# DATA
====================

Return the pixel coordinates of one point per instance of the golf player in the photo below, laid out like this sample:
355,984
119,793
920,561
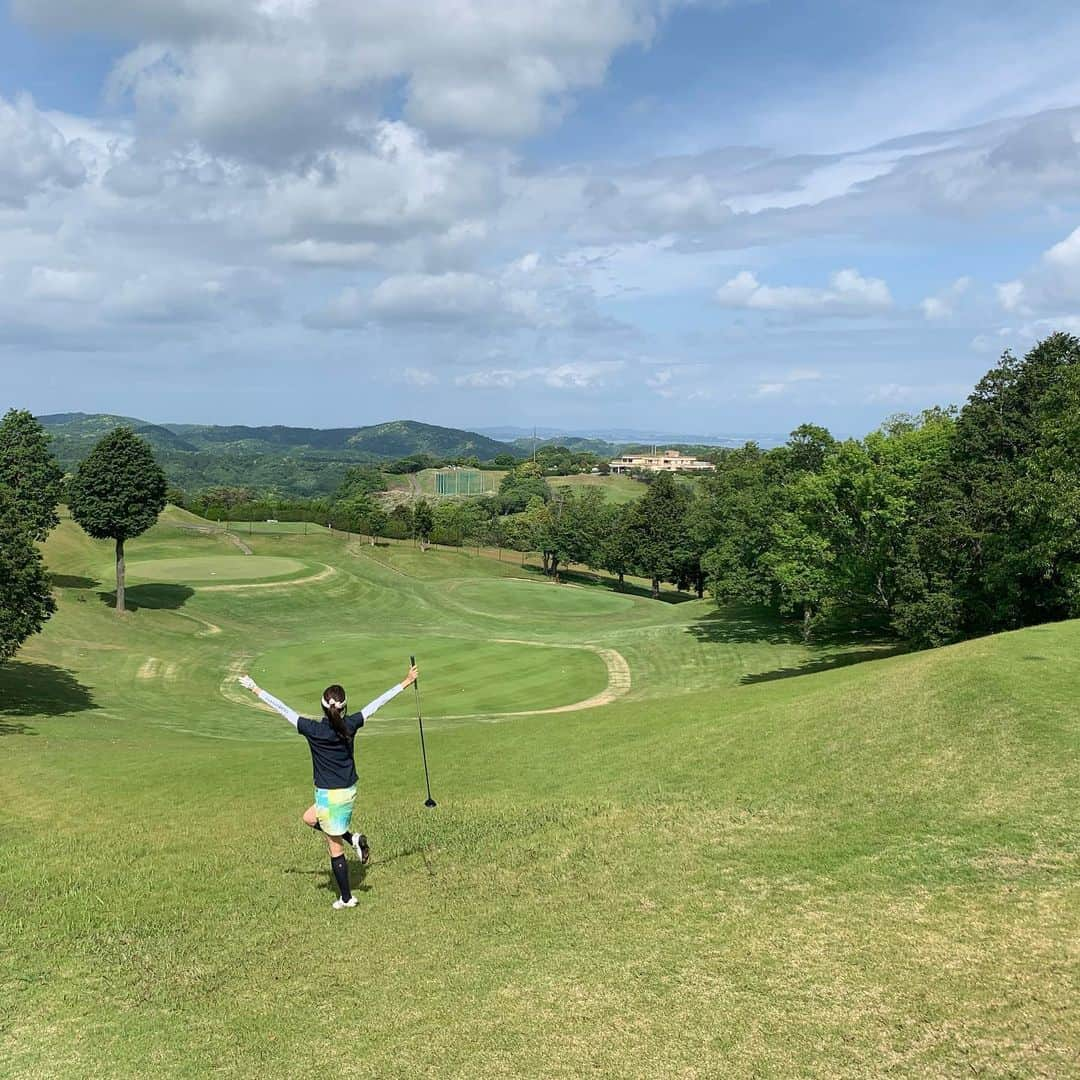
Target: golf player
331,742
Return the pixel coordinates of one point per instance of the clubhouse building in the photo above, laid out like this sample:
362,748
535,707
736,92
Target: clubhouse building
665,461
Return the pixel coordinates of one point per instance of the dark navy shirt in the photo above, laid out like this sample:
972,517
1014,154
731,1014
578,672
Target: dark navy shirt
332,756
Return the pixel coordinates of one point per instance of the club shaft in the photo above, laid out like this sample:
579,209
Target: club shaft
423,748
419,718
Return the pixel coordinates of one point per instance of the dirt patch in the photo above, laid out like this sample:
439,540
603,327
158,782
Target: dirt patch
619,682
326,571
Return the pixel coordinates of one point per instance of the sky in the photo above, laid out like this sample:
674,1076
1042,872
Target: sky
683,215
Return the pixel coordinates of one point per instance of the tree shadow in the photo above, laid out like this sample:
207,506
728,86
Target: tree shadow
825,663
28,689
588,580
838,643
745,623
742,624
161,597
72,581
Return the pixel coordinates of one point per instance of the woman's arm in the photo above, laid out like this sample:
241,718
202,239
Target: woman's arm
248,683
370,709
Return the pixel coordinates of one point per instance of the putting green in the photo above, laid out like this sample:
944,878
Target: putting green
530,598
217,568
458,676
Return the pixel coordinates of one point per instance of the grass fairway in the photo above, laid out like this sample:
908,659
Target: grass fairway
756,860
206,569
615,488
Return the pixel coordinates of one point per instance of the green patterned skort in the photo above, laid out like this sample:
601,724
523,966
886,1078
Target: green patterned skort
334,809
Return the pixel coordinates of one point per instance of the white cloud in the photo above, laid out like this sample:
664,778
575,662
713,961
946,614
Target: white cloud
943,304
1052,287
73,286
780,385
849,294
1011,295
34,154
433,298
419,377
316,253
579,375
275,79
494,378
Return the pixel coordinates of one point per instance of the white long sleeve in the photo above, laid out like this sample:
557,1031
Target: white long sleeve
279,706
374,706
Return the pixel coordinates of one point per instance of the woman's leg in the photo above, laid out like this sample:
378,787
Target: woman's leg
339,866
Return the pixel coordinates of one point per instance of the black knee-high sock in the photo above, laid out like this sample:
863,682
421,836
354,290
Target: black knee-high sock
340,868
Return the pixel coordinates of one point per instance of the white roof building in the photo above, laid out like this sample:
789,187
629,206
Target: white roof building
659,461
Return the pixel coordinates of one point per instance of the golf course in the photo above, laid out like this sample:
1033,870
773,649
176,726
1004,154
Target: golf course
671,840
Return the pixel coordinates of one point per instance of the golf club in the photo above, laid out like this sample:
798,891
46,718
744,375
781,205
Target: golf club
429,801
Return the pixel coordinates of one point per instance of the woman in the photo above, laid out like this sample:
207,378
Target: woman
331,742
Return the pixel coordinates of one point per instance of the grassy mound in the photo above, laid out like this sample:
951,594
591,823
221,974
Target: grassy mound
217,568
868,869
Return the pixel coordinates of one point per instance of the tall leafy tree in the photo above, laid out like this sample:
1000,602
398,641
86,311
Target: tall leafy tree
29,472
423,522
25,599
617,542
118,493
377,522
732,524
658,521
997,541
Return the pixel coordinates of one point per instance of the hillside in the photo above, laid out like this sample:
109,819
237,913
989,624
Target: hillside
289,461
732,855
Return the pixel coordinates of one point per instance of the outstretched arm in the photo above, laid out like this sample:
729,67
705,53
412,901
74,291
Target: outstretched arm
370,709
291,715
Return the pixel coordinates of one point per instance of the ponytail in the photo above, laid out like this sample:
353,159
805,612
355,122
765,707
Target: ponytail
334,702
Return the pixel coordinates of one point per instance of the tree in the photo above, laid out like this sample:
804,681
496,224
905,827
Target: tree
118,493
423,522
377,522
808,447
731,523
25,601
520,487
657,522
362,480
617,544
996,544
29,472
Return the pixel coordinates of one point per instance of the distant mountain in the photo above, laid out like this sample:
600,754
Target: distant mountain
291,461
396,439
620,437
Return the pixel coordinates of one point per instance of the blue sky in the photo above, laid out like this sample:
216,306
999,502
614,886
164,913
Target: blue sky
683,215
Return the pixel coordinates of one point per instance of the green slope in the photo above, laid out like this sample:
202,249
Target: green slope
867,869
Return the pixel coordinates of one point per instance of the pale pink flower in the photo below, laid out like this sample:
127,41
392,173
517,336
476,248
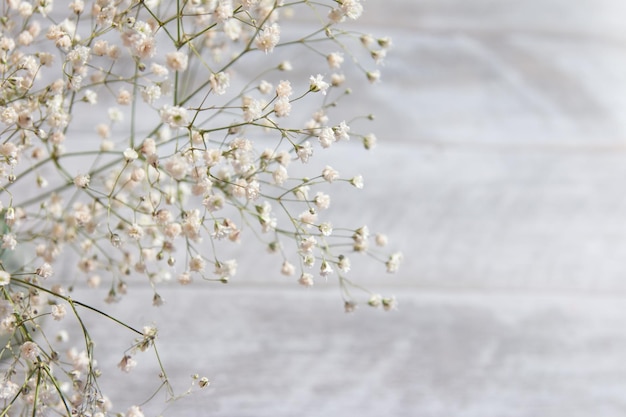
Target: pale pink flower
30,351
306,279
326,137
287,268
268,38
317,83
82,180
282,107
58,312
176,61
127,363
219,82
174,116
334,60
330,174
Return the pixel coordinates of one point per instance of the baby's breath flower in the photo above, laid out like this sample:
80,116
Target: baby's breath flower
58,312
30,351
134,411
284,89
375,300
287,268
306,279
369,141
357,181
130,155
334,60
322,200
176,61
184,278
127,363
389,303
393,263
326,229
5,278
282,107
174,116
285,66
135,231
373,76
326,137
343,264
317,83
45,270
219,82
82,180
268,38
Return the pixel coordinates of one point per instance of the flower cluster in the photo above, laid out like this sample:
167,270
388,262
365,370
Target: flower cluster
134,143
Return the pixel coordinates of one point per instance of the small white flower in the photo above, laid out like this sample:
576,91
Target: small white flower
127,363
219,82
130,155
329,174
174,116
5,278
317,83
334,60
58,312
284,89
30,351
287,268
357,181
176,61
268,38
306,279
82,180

====================

# GIVEN TASK
Can you give the lines from the one containing "of the flower" through the last line of the records, both included, as a JSON list of strings with one string per line and blank lines left out?

# CORRECT RESPONSE
[
  "Return the pixel coordinates of one point per instance of the flower cluster in the photo above, laid out like this sample:",
  "167,270",
  "388,262",
  "365,370",
  "Target: flower cluster",
  "134,143",
  "Return the pixel coordinates of one point per instance of the small white flower in the photo above, laid out like this sample:",
  "576,91",
  "Target: small white flower",
  "127,363",
  "219,82",
  "130,155",
  "329,174",
  "174,116",
  "5,278",
  "317,83",
  "334,60",
  "58,312",
  "284,89",
  "30,351",
  "287,268",
  "357,181",
  "176,61",
  "268,38",
  "306,279",
  "82,180"
]